RECORDS SHOWN>
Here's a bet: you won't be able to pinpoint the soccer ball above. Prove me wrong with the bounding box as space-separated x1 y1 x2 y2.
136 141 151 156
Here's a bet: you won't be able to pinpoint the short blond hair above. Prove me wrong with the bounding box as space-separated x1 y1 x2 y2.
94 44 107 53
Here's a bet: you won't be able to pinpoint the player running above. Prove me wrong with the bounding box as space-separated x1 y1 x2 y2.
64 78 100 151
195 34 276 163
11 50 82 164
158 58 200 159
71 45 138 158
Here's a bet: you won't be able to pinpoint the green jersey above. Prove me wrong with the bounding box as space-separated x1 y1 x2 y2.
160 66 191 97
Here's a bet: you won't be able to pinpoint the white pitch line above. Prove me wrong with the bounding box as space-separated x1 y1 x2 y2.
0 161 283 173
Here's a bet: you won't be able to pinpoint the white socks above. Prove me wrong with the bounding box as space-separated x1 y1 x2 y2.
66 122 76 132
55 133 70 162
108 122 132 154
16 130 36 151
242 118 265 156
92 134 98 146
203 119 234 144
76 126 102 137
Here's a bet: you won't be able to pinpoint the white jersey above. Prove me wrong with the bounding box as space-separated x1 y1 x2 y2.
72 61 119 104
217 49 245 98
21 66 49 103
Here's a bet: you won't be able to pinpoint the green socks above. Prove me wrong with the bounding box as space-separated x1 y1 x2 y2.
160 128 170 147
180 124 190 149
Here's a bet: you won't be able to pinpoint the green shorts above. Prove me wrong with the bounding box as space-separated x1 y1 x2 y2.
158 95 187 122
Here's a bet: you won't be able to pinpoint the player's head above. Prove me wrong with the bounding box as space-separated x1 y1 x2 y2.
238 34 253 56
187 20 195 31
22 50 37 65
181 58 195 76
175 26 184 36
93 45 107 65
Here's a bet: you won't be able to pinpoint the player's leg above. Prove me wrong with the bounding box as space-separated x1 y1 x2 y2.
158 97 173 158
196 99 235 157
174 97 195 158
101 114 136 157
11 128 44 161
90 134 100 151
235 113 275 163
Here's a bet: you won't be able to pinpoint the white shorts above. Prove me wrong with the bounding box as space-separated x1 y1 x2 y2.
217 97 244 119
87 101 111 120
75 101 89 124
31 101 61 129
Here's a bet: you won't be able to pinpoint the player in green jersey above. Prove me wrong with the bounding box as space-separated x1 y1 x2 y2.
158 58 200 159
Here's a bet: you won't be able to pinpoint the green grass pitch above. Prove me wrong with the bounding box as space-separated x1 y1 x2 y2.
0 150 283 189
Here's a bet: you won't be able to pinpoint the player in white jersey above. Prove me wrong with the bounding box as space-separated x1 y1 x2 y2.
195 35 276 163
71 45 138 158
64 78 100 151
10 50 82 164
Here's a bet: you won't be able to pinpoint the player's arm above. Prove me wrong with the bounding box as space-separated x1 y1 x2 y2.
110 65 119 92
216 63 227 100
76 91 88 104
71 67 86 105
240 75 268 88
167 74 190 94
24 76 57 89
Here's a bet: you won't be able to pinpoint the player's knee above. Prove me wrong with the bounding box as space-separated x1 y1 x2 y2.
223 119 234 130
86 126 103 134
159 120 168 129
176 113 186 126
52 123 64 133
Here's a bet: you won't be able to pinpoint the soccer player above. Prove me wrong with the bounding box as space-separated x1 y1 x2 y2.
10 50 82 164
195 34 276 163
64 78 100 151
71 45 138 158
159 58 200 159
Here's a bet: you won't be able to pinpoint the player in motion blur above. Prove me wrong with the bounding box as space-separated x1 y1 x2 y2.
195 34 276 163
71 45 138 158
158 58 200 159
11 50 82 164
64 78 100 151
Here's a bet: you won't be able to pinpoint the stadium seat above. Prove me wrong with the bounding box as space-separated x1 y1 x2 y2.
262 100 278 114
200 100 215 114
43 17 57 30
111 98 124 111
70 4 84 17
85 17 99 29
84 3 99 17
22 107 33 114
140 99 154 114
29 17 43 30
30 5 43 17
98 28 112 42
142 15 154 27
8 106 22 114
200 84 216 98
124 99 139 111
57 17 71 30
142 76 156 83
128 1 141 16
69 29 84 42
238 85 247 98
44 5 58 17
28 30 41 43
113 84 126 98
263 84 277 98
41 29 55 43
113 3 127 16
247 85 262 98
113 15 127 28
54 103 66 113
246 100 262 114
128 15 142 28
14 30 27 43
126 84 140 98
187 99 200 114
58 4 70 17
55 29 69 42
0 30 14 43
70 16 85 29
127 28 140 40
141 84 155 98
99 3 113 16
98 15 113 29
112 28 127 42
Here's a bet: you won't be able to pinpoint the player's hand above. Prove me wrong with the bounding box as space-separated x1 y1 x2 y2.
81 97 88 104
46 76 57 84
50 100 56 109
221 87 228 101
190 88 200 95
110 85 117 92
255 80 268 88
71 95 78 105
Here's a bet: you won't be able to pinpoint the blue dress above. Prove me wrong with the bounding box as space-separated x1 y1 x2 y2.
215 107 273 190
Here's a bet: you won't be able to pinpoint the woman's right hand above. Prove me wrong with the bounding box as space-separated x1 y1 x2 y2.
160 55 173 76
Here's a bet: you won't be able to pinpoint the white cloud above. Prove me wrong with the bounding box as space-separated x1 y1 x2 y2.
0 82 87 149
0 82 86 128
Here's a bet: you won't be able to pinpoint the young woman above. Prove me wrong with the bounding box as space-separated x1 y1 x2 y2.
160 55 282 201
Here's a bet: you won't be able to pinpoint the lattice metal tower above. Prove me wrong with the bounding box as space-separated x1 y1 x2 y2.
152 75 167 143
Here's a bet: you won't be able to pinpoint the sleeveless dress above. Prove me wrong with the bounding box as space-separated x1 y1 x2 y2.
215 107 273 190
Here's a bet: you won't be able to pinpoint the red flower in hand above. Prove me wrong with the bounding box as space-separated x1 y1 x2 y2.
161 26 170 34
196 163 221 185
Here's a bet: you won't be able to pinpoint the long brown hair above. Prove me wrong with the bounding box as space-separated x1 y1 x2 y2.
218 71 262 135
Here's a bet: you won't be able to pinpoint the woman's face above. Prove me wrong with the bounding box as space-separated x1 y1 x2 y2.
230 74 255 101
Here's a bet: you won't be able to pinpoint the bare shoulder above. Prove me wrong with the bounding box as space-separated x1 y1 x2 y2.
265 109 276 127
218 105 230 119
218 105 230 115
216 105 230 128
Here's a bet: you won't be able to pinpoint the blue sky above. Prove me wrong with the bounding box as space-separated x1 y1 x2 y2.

WHAT THE TASK ASKS>
Repeat all the records. Match each line exactly.

SOLUTION BELOW>
Here's a bet: you won't be able to pinpoint the soccer ball above. Prove me wrong with the bounding box as space-separated x1 y1 x2 y2.
136 141 151 156
Here's a bet: you won't be able to pinpoint the short blond hair above. Prove me wrong with the bounding box as space-separated x1 y1 x2 y2.
94 44 107 53
Here's a bet: you won't be able to pinpoint the player running above. Prove me wrong with the bounding box as space-separated x1 y1 x2 y2.
64 78 100 151
195 34 276 163
11 50 82 164
158 58 200 159
71 45 138 158
Here's a bet: you won't be able to pinpoint the green jersey above. Prove me wrong with the bounding box as space-separated x1 y1 x2 y2.
160 66 191 97
Here's a bet: you won't be able to pinpoint the white pitch line above. Prove me wrong with the bounding box as space-separated x1 y1 x2 y2.
0 161 283 173
Here's a bet: you won't be able to pinpoint the white socks above. Prove me wrong with the bounding box as space-separated x1 y1 x2 y2.
66 122 76 132
55 133 70 162
108 122 132 154
16 130 36 151
242 118 265 156
92 134 98 146
203 119 234 144
76 126 102 137
Here's a bet: you won't be able to pinpoint the white jersey above. Prove me wrong with the bounding box as space-separated x1 y1 x2 y2.
72 61 119 104
217 49 245 98
21 66 49 103
Here's a bet: you won't be able to pinpoint the green socks above. Prove me wrong with the bounding box as space-separated x1 y1 x2 y2.
160 128 170 147
180 124 190 149
Here's a bet: you won't be able to pinpoint the green shorts above. Prove me wrong with the bounding box as space-separated x1 y1 x2 y2.
158 95 187 122
Here's a bet: you won't be able to pinpoint the player's head above. Prove me wrong with the bounding box as space-separated x1 y1 x2 y2.
238 34 253 56
187 20 195 31
22 50 37 65
181 58 195 76
175 26 184 36
93 45 107 65
Here's a bet: you won't be able to pinpoint the player's leg above. Prove me wrong with the bounding box as space-separated x1 y1 x2 y2.
158 97 173 158
196 99 235 157
174 97 195 158
101 114 136 157
11 128 44 161
90 134 100 151
235 113 275 163
Here's a bet: you won't be able to pinpoint the white shorts above. Prove me wrong with the bounding box as space-separated x1 y1 x2 y2.
217 97 244 119
87 101 111 120
75 101 89 124
31 101 61 129
Here's a bet: you won't be able to pinpoint the player in green jersey above. Prove me wrong with the bounding box as space-separated x1 y1 x2 y2.
158 58 200 159
Here's a bet: you won't be able to pinpoint the green grass pitch above. Prove me wrong with the bounding box as space-separated x1 y1 x2 y2.
0 150 283 189
Here's a bet: you won't be able to pinpoint the player in white jersey above. Prove me wrong with the bounding box as space-separated x1 y1 x2 y2.
195 35 276 163
71 45 138 158
64 78 100 151
10 50 82 164
Here's a bet: you won't be able to pinpoint the player's arm above. Prove me wrong with the bounding box as space-separated x1 y1 x2 y2.
110 65 119 92
216 63 227 100
76 91 88 104
71 67 86 105
240 75 268 88
167 74 190 94
24 76 57 89
Here's a bet: you won't be able to pinpoint the player's knee above. Prove me wrong with the bounding box as space-separated x1 y1 x2 y2.
223 119 234 130
86 126 103 134
159 120 168 129
176 113 186 126
52 123 64 133
Here's a bet: you won't be able to pinpoint the soccer player above. Prove me wrong with the bounding box as space-separated x1 y1 x2 y2.
10 50 82 164
195 34 276 163
64 78 100 151
71 45 138 158
159 58 200 159
Here's a bet: you won't be able to pinpoint the player in motion blur above. Prove me wrong with the bounding box as space-separated x1 y1 x2 y2.
195 34 276 163
71 45 138 158
158 58 200 159
11 50 82 164
64 78 100 151
Here's a bet: you won't be able to pinpoint the stadium seat above. Prove me wrong with the bounding box as space-separated x1 y1 x2 y2.
262 100 278 114
200 100 215 114
43 17 57 30
111 98 124 111
70 4 84 17
85 17 99 29
84 3 99 17
22 107 33 114
140 99 154 114
29 17 43 30
30 5 43 17
98 28 112 42
142 15 154 27
8 106 22 114
200 84 216 98
124 99 139 111
57 17 71 30
142 76 156 83
128 1 141 16
69 29 84 42
238 85 247 98
44 5 58 17
28 30 41 43
113 84 126 98
263 84 277 98
41 29 55 43
113 3 127 16
247 85 262 98
113 15 127 28
54 103 66 113
246 100 262 114
128 15 142 28
14 30 27 43
126 84 140 98
187 99 200 114
58 4 70 17
55 29 69 42
0 30 14 43
70 16 85 29
127 28 140 40
141 84 155 98
99 3 113 16
98 15 113 29
112 28 127 42
Here's a bet: you won't be able to pinpoint the player's hand above. Prove me wrong with the bounding box as space-separated x1 y1 x2 y2.
81 97 88 104
46 76 57 84
50 100 56 109
221 87 228 101
190 88 200 95
110 85 117 92
255 80 268 88
71 95 78 105
Here's a bet: you won't be able to pinpoint the blue dress above. Prove me wrong with the bounding box as space-separated x1 y1 x2 y2.
215 107 273 190
Here's a bet: you won't be able to pinpoint the woman's right hand above. Prove me wrong with the bounding box as space-separated x1 y1 x2 y2.
160 55 173 76
Here's a bet: you won't be able to pinpoint the white cloud above. Prove me wrong with the bounding box as space-separated x1 y1 x2 y2.
0 82 87 149
0 82 86 128
Here's a bet: you won't be able to pinpoint the young woman above. Prove me wrong with the bounding box as space-separated x1 y1 x2 y2.
160 55 282 201
Here's a bet: you won't be able to pinpoint the lattice metal tower above. Prove me wrong with the bounding box as space-separated x1 y1 x2 y2.
152 75 167 143
Here's a bet: you won't be able to pinpoint the sleeveless dress above. Prove me wrong with the bounding box as space-separated x1 y1 x2 y2.
215 107 273 190
Here's a bet: you won't be able to pinpoint the red flower in hand above. Prove me wrong with the bounding box as space-separated x1 y1 x2 y2.
161 26 170 34
196 163 221 185
Here's a bet: you won't be able to pinpoint the long brown hair above. Prove me wrong with the bounding box as space-separated x1 y1 x2 y2.
218 71 262 135
Here's a bet: you won't be able to pinpoint the woman's face above. Prove me wrong with the bounding box as space-separated x1 y1 x2 y2.
230 74 255 101
Here's a bet: you won't be able to pinpoint the bare shoulder above. Prove me wrong with the bounding box as space-separated x1 y1 x2 y2.
265 109 276 127
218 105 230 119
218 105 230 115
216 105 230 128
Here's a bet: you won't be able to pinpoint the blue sky above. Prove me wrong with the bounding box as space-separated x1 y1 x2 y2.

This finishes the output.